++++ TASK INPUT

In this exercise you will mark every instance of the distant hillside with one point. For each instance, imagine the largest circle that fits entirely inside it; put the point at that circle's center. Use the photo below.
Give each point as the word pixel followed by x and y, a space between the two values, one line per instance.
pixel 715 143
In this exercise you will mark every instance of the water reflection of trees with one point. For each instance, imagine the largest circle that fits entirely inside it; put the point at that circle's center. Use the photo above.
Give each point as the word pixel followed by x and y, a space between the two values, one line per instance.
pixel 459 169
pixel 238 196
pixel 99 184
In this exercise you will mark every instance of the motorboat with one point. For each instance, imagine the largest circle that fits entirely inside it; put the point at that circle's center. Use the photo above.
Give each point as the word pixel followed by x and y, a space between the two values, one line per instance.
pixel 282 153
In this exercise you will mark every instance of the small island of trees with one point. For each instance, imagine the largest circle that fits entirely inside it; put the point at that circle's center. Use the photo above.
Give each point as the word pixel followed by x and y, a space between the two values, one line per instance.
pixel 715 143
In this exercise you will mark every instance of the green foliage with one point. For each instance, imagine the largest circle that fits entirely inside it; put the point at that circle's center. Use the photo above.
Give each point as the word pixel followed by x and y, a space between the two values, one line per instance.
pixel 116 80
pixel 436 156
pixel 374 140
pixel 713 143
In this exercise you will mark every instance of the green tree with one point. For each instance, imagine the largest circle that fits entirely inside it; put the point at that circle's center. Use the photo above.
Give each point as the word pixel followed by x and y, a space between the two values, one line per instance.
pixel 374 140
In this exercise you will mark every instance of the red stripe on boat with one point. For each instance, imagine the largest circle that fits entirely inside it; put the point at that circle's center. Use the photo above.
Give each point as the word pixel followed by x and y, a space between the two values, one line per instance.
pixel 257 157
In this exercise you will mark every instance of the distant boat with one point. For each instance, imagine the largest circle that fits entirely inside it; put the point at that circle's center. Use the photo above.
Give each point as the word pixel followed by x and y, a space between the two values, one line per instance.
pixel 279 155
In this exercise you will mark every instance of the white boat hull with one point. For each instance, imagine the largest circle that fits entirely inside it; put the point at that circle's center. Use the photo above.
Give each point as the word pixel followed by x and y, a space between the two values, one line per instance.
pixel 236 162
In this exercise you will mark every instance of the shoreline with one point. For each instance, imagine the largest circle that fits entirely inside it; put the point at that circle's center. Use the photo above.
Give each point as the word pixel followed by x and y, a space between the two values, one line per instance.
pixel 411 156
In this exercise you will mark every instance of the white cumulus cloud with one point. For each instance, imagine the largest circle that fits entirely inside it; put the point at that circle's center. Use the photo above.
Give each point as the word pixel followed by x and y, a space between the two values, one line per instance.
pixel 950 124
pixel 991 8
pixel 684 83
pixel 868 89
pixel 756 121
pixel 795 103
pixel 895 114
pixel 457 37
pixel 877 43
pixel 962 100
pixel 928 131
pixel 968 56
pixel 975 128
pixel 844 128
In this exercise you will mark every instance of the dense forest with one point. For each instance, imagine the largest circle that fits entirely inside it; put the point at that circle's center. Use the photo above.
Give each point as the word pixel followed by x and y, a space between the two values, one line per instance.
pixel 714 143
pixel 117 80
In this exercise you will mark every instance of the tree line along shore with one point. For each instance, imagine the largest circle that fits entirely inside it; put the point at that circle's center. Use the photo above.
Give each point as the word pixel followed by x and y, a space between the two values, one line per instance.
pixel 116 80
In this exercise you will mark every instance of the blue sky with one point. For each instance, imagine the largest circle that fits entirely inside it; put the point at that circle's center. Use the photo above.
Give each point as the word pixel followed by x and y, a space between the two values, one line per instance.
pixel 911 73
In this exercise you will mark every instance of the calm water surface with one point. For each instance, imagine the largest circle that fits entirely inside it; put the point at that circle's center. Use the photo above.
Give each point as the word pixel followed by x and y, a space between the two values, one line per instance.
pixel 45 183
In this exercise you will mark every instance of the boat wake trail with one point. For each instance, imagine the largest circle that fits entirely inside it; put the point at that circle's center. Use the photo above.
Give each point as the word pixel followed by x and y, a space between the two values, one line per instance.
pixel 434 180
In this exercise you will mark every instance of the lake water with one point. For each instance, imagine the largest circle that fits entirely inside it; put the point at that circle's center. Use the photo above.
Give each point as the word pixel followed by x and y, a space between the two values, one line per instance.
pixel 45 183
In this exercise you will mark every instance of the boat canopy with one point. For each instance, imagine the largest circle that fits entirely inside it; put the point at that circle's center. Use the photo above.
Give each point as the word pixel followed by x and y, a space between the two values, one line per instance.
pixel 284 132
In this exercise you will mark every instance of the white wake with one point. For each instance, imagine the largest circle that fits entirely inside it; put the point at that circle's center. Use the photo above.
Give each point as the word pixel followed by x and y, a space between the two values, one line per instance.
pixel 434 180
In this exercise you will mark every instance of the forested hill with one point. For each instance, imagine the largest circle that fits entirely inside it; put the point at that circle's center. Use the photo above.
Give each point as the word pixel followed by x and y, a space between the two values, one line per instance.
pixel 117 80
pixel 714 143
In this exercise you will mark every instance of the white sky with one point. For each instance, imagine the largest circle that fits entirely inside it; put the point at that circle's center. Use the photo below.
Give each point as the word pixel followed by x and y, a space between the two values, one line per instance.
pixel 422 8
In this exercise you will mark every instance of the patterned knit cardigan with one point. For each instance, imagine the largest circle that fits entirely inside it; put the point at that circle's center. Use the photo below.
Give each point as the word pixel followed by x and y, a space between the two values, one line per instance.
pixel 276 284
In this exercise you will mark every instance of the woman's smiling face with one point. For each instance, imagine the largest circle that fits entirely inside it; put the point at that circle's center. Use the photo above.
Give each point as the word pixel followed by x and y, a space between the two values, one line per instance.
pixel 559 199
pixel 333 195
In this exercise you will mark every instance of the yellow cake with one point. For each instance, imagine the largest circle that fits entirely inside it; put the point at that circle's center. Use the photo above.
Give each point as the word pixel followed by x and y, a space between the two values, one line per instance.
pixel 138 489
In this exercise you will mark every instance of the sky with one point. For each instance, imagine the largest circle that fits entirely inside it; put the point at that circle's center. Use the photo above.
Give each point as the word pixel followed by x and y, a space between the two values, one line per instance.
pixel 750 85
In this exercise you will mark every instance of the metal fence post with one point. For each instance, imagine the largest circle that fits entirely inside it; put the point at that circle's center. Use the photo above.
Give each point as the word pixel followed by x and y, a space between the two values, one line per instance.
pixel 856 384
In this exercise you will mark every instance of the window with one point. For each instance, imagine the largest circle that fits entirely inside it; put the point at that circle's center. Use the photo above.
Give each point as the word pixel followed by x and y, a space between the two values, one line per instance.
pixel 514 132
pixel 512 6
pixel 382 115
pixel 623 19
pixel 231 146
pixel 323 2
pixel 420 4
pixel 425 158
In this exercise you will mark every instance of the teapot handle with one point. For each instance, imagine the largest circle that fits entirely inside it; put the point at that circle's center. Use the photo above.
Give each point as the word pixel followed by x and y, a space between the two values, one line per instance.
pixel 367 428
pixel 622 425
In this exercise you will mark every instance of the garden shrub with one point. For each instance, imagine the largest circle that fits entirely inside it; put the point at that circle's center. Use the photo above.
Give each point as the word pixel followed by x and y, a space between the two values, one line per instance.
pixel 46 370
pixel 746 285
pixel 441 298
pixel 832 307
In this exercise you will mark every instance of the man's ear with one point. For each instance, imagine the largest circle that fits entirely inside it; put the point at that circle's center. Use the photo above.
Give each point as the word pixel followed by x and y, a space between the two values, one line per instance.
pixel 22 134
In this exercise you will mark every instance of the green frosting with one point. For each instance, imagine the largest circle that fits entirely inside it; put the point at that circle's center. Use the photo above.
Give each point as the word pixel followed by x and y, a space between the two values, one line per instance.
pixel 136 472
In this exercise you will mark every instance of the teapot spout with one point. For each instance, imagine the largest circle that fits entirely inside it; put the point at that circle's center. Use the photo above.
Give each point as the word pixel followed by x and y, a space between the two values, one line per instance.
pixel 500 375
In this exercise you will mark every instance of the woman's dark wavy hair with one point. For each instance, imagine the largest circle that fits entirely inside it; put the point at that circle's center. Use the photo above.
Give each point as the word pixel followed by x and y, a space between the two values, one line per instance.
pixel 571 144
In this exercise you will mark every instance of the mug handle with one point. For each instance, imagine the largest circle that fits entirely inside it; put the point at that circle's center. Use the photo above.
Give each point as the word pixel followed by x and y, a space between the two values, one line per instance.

++++++++

## OBJECTIVE
Retype exactly, please, each line from the line that contains "In this exercise you will mark every instance of the mug" through the last line of the entries above, with nothing added.

## FINISHED EXERCISE
In this exercise you will mark every instance of the mug handle with one point. For each instance, imagine the largest circle that fits entirely inside it; put the point at that circle's center. Use the photo above.
Give each point as the word pixel followed by x and y, a space between the two values, one line per instance.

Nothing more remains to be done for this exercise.